### EXERCISE
Can you render the material from the line containing "motorcycle present and output the corresponding bounding boxes." through the line containing "[79,38,99,64]", both included, as a numbered list with blank lines left out, and give only those lines?

### GIVEN ENTRIES
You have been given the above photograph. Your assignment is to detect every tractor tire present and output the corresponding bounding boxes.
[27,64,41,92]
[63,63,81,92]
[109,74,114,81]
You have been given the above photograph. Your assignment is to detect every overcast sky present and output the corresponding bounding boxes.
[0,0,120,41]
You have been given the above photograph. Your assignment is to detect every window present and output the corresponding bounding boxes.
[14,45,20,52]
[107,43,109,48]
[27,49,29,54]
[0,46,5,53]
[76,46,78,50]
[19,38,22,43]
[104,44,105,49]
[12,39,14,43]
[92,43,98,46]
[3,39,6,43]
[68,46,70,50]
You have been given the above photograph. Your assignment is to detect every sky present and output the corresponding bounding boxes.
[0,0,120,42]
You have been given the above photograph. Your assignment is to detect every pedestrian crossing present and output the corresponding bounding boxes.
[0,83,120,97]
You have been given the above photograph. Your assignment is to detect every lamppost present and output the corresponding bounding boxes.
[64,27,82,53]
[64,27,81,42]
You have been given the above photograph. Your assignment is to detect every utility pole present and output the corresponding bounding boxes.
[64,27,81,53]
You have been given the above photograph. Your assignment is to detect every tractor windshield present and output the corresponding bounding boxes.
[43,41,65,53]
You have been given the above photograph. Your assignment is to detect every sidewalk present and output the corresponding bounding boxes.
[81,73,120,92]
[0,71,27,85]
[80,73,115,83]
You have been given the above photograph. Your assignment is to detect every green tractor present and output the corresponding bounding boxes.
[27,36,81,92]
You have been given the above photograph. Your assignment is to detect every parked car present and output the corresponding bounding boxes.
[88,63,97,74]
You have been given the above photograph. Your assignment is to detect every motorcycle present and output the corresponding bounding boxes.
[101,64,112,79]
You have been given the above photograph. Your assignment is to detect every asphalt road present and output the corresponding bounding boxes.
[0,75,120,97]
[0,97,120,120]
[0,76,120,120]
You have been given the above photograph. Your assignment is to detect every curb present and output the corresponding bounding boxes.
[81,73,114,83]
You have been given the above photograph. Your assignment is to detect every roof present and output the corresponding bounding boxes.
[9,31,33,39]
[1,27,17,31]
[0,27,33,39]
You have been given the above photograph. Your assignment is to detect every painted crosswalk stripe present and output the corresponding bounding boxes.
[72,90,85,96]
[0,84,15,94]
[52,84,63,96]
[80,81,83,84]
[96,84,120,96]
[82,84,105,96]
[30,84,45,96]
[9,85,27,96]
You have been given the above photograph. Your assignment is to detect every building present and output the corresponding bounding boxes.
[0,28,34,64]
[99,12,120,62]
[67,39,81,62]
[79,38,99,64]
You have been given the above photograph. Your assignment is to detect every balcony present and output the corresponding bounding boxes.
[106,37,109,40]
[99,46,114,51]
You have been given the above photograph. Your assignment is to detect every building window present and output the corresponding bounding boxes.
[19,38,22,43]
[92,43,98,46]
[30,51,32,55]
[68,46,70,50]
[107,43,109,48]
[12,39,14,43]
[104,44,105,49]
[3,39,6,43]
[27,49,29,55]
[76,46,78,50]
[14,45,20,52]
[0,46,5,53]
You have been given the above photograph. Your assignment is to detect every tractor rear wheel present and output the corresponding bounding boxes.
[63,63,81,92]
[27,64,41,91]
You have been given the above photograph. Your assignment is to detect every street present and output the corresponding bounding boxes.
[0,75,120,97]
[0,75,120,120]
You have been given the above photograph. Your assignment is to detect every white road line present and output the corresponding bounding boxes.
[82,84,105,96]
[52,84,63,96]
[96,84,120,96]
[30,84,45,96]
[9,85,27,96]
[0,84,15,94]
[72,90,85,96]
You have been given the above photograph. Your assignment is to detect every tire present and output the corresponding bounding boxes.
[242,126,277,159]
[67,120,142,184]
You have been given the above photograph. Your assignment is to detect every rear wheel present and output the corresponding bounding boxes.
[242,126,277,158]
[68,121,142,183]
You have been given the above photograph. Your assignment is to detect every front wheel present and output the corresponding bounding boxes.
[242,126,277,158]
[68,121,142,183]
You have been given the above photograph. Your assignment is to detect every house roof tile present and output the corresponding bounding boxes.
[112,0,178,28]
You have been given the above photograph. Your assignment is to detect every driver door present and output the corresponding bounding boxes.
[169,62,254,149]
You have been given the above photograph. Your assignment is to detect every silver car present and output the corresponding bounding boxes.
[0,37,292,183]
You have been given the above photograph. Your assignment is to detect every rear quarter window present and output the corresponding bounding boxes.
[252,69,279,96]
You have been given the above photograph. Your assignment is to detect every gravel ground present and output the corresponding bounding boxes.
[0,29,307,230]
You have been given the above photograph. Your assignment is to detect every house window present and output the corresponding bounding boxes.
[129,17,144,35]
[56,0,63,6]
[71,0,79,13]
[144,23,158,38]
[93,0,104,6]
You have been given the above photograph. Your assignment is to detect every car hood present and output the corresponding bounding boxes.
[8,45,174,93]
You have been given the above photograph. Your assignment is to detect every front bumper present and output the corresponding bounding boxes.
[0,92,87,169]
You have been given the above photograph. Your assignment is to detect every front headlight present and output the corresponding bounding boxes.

--

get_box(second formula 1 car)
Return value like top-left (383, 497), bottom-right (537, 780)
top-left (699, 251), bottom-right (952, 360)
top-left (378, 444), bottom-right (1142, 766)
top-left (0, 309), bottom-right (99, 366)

### ANSWER FOR THE TASK
1. You have been given the above photograph. Your assignment is to detect every motorcycle present and output the corresponding bounding boxes.
2. [101,64,112,79]
3. You have been given the above photograph. Your assignment is to detect every asphalt road present and output the corresponding bounding boxes.
4. [0,75,120,97]
5. [0,97,120,120]
6. [0,76,120,120]
7. You have been given the above photograph. Your assignment is to detect every curb present and output the corresponding bounding boxes.
8. [81,73,114,83]
9. You have been given the above photograph. Your assignment is to detect every roof present and output the corresponding bounding boxes.
10. [9,31,33,39]
11. [1,27,17,31]
12. [0,27,33,39]
13. You have been given the above photograph. Your assignment is to detect every painted crosswalk stripe present and output the corresponding bounding boxes.
14. [72,90,85,96]
15. [0,84,15,94]
16. [52,84,63,96]
17. [80,81,83,84]
18. [96,84,120,96]
19. [82,84,105,96]
20. [30,84,45,96]
21. [9,85,27,96]
22. You have been given the above photograph. Your assignment is to detect every building present and output the corresponding bounding boxes.
23. [0,28,34,64]
24. [99,12,120,62]
25. [67,39,81,62]
26. [79,38,99,64]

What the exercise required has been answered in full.